__PAGE EXTRACT__
High-tech may be the new reality for today by Madeleine Baerg May, 2010
There is a whole lot of technology available to beef producers these days. It can be challenging to decide what technologies are necessary for your individual farm, which ones will provide good return on investment, and which should be ignored.
From conception to trough to grocery shelf, the beef industry is continuously being reshaped by technology. Scientific and technological advances are necessary in order to meet the global requirements for food production given our rapidly expanding human population and decreasing farm land. And, given that today's trade system is truly global, technology is necessary to ensure our local industry can compete with global counterparts.
That said, as a culture, we've come to believe that progress and innovation are positive in and of themselves. Yet, so-called advances are only improvements if they provide more benefit than cost.
As Alison Sunstrum, Vice President of GrowSafe Technologies (a research and innovation firm in Airdrie that specializes in feed intake and behaviour monitoring technologies), explains, "no technology is worth the money unless there's a proven return on investment. In our company, we don't put out any technology unless there's a 3 to 1 return [for the purchaser]. Unfortunately this industry has really been hit by companies that haven't done the research necessary to prove themselves. The worst part of it is, I could give you lists of companies that have made money selling technologies that don't offer any return on investment."
While technology is a vital component of agriculture, it's very easy to forget that high-tech isn't a cure-all. Producers need to be discerning and informed in order to make the right choices for their individual farms.
The first step is to recalibrate exactly what you expect of technology.
So... what has technology done for you lately?
Your cattle operation is more efficient than it would have been fifty years ago when producers didn't have the benefits of nearly as much agricultural technology. Advances in animal science and veterinary medicine allow you to raise faster growing, better quality, healthier animals. Agronomic advances have created higher yielding, higher nutrient animal feed crops. Processing and shipping technology allows Canadian beef to hit markets all over the world.

__DATA SECTION__
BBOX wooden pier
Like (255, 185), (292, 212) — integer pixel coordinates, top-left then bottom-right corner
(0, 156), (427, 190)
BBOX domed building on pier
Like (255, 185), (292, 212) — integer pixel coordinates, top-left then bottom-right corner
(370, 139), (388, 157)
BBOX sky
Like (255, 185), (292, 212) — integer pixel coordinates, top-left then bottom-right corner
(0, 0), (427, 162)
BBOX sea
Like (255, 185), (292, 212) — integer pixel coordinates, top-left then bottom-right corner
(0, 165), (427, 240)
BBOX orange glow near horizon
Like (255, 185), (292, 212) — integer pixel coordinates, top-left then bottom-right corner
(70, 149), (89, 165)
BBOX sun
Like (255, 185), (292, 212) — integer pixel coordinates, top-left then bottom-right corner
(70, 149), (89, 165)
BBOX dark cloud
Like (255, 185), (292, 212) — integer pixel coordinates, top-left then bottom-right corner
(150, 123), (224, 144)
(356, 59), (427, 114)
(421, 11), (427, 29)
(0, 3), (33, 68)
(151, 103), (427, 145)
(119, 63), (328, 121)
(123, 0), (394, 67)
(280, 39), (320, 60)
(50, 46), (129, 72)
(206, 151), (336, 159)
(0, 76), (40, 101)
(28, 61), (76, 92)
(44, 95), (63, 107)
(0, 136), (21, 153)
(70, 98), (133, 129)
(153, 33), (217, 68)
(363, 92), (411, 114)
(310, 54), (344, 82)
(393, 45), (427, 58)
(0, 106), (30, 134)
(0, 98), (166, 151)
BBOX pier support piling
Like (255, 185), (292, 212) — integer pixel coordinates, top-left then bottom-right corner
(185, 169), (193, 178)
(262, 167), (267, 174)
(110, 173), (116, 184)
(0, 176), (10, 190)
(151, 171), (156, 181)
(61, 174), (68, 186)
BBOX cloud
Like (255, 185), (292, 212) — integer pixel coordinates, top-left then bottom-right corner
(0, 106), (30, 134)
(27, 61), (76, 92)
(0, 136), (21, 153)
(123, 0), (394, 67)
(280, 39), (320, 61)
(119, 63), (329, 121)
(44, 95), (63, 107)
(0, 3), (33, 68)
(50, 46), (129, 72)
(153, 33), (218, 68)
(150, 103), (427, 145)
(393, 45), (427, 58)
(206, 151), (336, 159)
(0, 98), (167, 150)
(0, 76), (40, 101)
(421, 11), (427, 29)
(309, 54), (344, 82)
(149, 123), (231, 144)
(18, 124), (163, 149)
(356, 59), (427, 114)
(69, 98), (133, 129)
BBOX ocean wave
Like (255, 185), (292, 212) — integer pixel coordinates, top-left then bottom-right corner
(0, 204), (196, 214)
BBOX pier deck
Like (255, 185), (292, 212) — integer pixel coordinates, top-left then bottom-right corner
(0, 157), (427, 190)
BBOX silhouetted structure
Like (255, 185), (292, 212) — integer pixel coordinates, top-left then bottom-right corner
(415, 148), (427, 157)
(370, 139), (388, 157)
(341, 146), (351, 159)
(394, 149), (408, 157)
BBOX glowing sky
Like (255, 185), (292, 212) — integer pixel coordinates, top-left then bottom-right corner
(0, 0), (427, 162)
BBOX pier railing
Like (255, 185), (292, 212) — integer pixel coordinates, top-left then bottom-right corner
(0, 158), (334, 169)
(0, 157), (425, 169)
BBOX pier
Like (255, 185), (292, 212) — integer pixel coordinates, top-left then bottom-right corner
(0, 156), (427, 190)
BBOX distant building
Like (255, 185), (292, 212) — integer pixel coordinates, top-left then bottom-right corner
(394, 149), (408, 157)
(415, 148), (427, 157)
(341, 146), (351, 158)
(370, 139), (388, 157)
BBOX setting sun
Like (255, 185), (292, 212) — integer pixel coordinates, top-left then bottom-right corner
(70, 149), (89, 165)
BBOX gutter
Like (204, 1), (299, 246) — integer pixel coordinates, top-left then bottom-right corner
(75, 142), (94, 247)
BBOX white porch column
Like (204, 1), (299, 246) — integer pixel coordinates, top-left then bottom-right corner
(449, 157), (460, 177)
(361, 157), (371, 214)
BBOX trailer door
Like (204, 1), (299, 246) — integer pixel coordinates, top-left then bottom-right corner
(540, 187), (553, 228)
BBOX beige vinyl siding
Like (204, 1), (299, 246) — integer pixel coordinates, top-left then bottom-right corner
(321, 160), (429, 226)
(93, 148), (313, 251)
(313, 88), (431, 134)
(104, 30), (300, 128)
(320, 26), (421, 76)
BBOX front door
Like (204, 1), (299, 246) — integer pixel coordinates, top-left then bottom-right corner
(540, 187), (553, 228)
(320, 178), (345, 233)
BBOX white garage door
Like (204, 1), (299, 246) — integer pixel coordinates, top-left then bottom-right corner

__THE PROBLEM__
Pick up the article on technology for beef producers where it stops and keep it going. The records have no connection to the text.

__OUTPUT BELOW__
But, the heart of the question still remains: what has technology done for you lately? Does the now high-tech beef industry offer you better quality of life over what your grandparents enjoyed? Has the existence of so much technology improved your financial or social state? Has it decreased your work load, offered you more time off or resulted in your feeling less work-related stress compared to past generations of beef producers?
Though the beef industry has the benefit of all sorts of cutting edge technology, it seems that the basic job - and the stresses and limitations that go with it - have remained fairly static over the generations. Producers still put in long hours to earn relatively low returns. Technological innovation has decreased certain tasks and increased some production efficiencies, but that freed up time and money is generally quickly consumed by new demands.
As each producer's ability to improve his own production increases, the market adjusts its quality, quantity, environmental or perceived 'safety' expectations correspondingly upward. Therefore, the producer today who sends a larger number of very high quality cattle to market - with the help of computer software, AI, cloning, electronic IDing, antibiotics, high-tech feed, enhanced feed efficiency, etc - is no richer, more relaxed or less over-worked than the farmer who produced fewer head of lower quality animals fifty years ago.
And, to keep up with increasing technological requirements, today's producers suddenly have much longer job descriptions. In addition to being good traditional ranchers (with all the animal husbandry, handyman and business management skills that job has always demanded), most successful producers now depend on computer, data analysis, digital technology, and research skills that were not part of the job just a generation ago. Few other occupations require such a breadth and cross section of knowledge and skills.
So, rather than jumping on the bandwagon of a new beef technology simply because it's new, a producer needs to have reasonable expectations of what that new innovation or product is going to be able to do given his unique circumstances and operation.
Sunstrum explains that "there is some technology that is just a cost of doing business in the beef industry, unfortunately. Either you have it or you're not in the game." However, when it comes to choosing which additional technologies and innovations to adopt, she recommends that producers focus exclusively on proven technologies that will result in guaranteed benefits to your bottom line.
"The opportunity to make money [in the beef industry] is getting really squeezed. It's getting very difficult to increase the value of products," she says. Since prices aren't going up, the only way to improve your operation's revenues is to reduce input costs.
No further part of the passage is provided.